## Exercise instructions
1. According to the financial notes excerpt, how much stock-based compensation expense was recognized for the six months ended June 30, 2021?
2. Write out the part of the financial notes excerpt that opens with the words containing "CONDENSED NOTES TO" and closes with "and one-half years.".

## Passage to read
━━━━━━
The Company shall not effect any conversion of the Series C Convertible Preferred Stock, and a holder shall not have the right to convert any portion of the Series C Convertible Preferred Stock, to the extent that after giving effect to the conversion sought by the holder such holder (together with such holder’s Attribution Parties (as defined in the Certificate of Designation)) would beneficially own more than 4.99% (or upon election by a holder, 19.99%) of the number of shares of common stock outstanding immediately after giving effect to the issuance of shares of common stock issuable upon such conversion (the “Beneficial Ownership Limitation”).

 

16 
 

 

DUOS TECHNOLOGIES GROUP, INC. AND SUBSIDIARIES

CONDENSED NOTES TO THE CONSOLIDATED FINANCIAL STATEMENTS

June 30, 2021

(Unaudited)

 

Stock-Based Compensation

 

Stock-based compensation expense recognized under ASC 718-10 for the six months ended June 30, 2021 and 2020, was $153,163 and $96,270, respectively, for stock options granted to employees and directors. This expense is included in selling, general and administrative expenses in the unaudited consolidated statements of operations. Stock-based compensation expense recognized during the period is based on the value of the portion of share-based payment awards that are ultimately expected to vest during the period. At June 30, 2021, the total compensation cost for stock options not yet recognized was $201,958. This cost will be recognized over the remaining vesting term of the options ranging from six months to two- and one-half years.
━━━━━━
## Recorded information

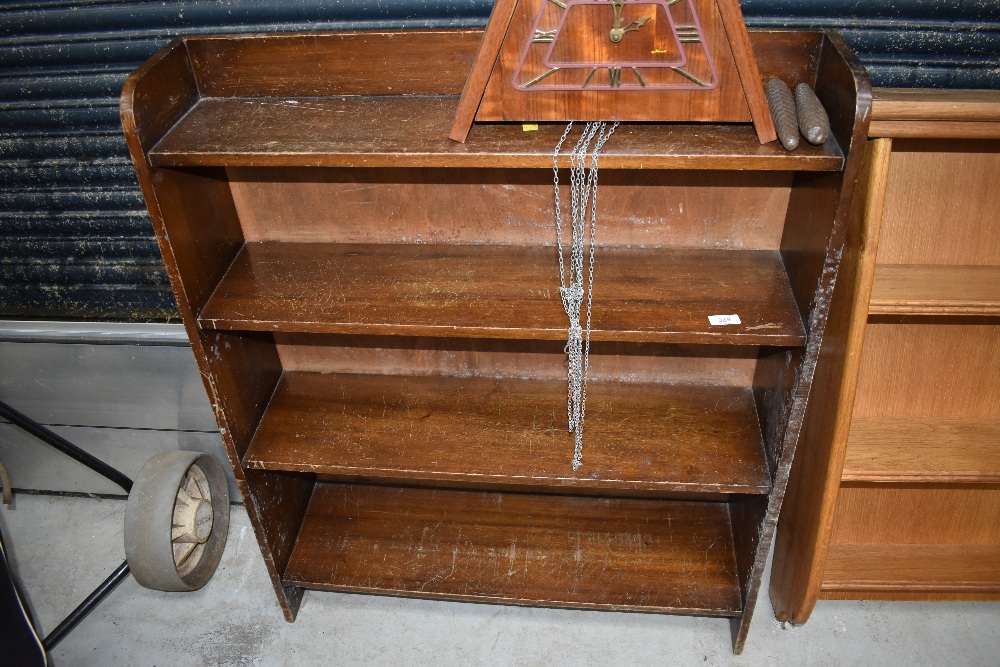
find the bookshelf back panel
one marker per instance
(740, 210)
(929, 370)
(731, 366)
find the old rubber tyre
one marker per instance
(176, 521)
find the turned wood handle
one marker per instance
(782, 106)
(814, 124)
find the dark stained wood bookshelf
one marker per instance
(375, 312)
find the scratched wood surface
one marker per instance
(641, 208)
(919, 289)
(485, 431)
(719, 365)
(399, 131)
(503, 292)
(598, 553)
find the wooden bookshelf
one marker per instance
(375, 312)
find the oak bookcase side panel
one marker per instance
(919, 370)
(597, 553)
(844, 88)
(808, 512)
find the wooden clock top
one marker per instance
(636, 60)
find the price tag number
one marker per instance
(719, 320)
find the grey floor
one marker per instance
(63, 547)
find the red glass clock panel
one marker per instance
(570, 47)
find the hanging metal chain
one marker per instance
(583, 186)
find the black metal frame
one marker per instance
(101, 468)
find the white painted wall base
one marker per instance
(123, 392)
━━━━━━
## Expected responses
1. $153,163

2.
CONDENSED NOTES TO THE CONSOLIDATED FINANCIAL STATEMENTS

June 30, 2021

(Unaudited)

 

Stock-Based Compensation

 

Stock-based compensation expense recognized under ASC 718-10 for the six months ended June 30, 2021 and 2020, was $153,163 and $96,270, respectively, for stock options granted to employees and directors. This expense is included in selling, general and administrative expenses in the unaudited consolidated statements of operations. Stock-based compensation expense recognized during the period is based on the value of the portion of share-based payment awards that are ultimately expected to vest during the period. At June 30, 2021, the total compensation cost for stock options not yet recognized was $201,958. This cost will be recognized over the remaining vesting term of the options ranging from six months to two- and one-half years.